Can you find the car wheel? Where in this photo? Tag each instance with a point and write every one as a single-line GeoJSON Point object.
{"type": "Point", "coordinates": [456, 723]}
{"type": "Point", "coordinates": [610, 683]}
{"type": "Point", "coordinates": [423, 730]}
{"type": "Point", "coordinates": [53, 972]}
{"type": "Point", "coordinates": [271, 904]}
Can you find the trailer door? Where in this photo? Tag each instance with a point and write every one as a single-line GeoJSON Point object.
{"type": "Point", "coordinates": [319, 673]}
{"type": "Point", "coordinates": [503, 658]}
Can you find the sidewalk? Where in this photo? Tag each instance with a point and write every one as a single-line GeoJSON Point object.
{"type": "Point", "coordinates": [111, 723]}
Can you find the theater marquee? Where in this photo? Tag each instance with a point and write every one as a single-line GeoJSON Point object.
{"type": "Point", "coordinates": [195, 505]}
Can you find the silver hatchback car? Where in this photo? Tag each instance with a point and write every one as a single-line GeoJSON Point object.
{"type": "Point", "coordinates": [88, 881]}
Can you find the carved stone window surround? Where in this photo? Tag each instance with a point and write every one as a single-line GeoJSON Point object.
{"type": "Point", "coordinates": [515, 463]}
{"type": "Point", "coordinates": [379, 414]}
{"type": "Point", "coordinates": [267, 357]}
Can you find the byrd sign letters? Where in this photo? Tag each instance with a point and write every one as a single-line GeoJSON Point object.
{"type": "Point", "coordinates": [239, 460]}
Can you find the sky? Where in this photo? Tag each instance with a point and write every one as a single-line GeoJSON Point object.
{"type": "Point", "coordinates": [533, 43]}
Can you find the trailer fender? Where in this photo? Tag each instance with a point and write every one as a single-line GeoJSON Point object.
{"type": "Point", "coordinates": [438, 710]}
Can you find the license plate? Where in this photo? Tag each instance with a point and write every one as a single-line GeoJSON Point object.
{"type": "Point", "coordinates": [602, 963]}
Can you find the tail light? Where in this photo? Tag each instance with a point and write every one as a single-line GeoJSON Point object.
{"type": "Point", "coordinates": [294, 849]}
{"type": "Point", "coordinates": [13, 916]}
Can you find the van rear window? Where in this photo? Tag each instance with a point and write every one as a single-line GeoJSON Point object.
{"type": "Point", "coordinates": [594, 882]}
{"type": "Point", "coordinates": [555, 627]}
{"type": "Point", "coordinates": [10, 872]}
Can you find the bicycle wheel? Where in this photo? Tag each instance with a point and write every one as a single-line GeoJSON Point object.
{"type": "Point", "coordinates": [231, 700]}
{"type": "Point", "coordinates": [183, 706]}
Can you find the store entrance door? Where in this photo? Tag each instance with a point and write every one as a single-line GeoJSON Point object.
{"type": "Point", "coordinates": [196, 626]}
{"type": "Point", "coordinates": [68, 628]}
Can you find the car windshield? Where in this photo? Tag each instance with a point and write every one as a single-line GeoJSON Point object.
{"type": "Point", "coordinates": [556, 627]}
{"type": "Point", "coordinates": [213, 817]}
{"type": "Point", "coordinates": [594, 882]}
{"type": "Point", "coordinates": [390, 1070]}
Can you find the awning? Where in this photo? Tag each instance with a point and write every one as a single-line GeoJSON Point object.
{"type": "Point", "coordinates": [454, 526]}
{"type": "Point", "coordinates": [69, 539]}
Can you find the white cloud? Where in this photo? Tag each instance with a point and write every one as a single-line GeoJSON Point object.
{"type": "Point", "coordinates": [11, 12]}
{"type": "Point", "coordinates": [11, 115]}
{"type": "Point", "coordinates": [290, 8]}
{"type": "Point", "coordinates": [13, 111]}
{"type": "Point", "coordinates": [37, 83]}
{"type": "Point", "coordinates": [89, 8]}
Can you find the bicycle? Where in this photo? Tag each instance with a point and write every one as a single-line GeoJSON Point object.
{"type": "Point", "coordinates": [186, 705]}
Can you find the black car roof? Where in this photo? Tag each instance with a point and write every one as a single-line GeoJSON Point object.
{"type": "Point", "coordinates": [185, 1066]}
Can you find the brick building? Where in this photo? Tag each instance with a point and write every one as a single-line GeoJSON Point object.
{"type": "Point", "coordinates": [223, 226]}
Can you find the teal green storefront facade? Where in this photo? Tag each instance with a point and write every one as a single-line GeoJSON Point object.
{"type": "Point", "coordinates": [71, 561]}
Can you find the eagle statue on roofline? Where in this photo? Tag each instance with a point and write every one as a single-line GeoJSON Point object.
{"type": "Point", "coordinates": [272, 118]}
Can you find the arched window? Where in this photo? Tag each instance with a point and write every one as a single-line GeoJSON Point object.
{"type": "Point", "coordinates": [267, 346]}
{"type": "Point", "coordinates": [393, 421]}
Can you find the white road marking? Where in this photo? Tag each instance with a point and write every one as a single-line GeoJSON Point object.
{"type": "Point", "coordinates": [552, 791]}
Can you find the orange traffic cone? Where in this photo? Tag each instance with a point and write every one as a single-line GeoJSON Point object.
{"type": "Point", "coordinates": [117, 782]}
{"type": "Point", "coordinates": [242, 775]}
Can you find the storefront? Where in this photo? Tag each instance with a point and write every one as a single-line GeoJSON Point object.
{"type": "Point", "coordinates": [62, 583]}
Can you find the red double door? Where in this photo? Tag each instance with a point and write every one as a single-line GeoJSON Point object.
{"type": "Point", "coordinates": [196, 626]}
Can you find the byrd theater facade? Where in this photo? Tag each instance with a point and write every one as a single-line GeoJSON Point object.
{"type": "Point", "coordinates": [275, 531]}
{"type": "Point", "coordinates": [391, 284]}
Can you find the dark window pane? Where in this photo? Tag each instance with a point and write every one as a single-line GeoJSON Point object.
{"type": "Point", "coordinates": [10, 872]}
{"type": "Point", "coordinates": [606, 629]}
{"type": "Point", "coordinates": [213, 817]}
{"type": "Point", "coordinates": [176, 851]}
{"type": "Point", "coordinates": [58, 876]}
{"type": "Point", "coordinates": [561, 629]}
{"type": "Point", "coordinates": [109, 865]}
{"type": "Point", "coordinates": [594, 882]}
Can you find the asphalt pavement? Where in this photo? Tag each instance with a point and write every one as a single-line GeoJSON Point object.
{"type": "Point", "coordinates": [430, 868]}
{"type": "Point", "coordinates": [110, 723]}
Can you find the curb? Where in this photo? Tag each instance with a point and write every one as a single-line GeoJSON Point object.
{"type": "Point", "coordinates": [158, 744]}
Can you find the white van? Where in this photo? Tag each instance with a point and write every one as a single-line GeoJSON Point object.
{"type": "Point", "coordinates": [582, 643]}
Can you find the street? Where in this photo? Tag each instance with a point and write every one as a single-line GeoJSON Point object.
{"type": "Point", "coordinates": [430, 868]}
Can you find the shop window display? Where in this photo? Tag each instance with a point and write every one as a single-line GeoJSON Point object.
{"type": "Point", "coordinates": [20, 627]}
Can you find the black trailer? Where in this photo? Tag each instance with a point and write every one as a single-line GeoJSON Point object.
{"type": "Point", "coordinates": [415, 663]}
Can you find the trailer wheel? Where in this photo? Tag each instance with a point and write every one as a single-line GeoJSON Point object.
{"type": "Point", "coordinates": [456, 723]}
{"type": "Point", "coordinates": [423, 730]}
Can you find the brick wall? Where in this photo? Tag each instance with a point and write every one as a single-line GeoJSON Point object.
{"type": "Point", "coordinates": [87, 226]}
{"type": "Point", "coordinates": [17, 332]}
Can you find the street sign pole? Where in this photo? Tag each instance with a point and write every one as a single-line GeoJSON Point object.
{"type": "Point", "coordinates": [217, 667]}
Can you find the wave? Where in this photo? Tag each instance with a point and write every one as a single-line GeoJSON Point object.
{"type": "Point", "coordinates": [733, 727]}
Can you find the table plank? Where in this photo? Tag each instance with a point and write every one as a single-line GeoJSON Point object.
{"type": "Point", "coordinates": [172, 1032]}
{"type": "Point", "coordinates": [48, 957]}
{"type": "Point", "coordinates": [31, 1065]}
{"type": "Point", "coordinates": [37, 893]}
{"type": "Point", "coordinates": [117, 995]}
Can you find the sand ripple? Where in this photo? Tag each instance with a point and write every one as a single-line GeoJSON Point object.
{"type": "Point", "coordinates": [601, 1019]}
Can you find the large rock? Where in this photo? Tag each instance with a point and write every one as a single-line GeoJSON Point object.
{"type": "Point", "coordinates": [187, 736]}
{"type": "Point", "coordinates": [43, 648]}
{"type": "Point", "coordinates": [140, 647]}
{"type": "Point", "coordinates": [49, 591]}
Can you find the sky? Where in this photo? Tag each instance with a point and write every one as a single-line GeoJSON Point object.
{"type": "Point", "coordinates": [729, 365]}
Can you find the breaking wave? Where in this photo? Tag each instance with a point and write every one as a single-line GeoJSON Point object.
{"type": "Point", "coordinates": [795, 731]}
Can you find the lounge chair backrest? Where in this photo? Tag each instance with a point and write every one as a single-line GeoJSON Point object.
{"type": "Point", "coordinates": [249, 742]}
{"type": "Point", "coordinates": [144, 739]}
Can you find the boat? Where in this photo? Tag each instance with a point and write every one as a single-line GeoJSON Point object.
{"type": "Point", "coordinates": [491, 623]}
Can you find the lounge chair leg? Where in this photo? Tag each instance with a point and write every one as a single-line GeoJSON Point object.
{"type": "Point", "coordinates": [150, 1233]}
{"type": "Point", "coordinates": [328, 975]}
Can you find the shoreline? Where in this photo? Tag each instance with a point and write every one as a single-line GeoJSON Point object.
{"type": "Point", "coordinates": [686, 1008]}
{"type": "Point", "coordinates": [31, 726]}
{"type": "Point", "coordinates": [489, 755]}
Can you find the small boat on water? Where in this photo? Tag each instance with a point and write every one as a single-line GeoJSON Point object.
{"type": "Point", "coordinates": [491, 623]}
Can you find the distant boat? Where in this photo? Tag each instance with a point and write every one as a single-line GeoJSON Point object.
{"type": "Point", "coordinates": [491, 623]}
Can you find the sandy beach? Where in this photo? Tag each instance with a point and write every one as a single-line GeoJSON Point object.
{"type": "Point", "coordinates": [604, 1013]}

■ ■ ■

### Given instruction
The line containing "Can you find the breaking" marks the start; retype it and each line after it through the end of the records above, exactly.

### Full solution
Can you find the breaking wave? Where in this photo? Tag each instance with a point and write every one as a single-line GeoJSON Point object.
{"type": "Point", "coordinates": [795, 731]}
Can you find the lounge chair backrest? Where in this photo? Tag each instance with a point and write every one as a single-line GeoJSON Point object.
{"type": "Point", "coordinates": [249, 742]}
{"type": "Point", "coordinates": [144, 739]}
Can you find the boat? Where in this photo? Tag each instance with a point and write every one as a single-line GeoJSON Point object.
{"type": "Point", "coordinates": [491, 623]}
Can you find the lounge chair leg? Where in this photo? Tag each instance with a point and write every one as a single-line GeoJSON Point object.
{"type": "Point", "coordinates": [150, 1233]}
{"type": "Point", "coordinates": [328, 975]}
Can you find the shoreline? Where in this photo? Tag each instance with a point and write every one as a single-line GeoJSON Point object.
{"type": "Point", "coordinates": [686, 1008]}
{"type": "Point", "coordinates": [31, 726]}
{"type": "Point", "coordinates": [489, 755]}
Can you find the small boat on water? Where in this photo? Tag each instance with a point and write every one as a single-line GeoJSON Point object.
{"type": "Point", "coordinates": [491, 623]}
Can you find the distant boat? Where in this photo? Tag each instance with a point and write every one as a single-line GeoJSON Point object.
{"type": "Point", "coordinates": [491, 623]}
Can you find the sandy beach? Where in this photo? Tag each instance with a point and write every one as a single-line GeoJSON Point object.
{"type": "Point", "coordinates": [604, 1013]}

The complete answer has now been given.